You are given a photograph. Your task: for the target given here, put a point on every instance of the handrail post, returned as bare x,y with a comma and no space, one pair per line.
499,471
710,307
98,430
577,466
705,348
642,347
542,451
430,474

....................

| SHORT TASK |
Rewrite the records with "handrail post" changed to "railing post", keeping everything else the same.

| THE RESPONSE |
You are given a photograph. Your task: for the target given here, put a point on every instance of the railing post, returned as bare x,y with a comma and no space, one pair per line.
499,471
710,307
98,430
577,466
705,348
642,347
542,451
430,474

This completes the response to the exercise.